• [Exercise objective]: An identical copy of the listing below is all the answer should contain.

[Start of Attachment]

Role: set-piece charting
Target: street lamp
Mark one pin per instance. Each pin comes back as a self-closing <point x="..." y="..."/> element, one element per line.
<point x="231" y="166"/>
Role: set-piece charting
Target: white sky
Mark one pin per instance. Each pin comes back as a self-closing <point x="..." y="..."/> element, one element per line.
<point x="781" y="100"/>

[End of Attachment]

• [Solution below]:
Role: set-piece charting
Target: street lamp
Mark one pin per instance. Each pin comes back as a self-closing <point x="..." y="..."/> element, one element per line.
<point x="231" y="166"/>
Role: set-piece charting
Target: white sky
Mark one pin per instance. Each pin comes back as a self-closing <point x="..." y="..."/> element, one element per line.
<point x="781" y="100"/>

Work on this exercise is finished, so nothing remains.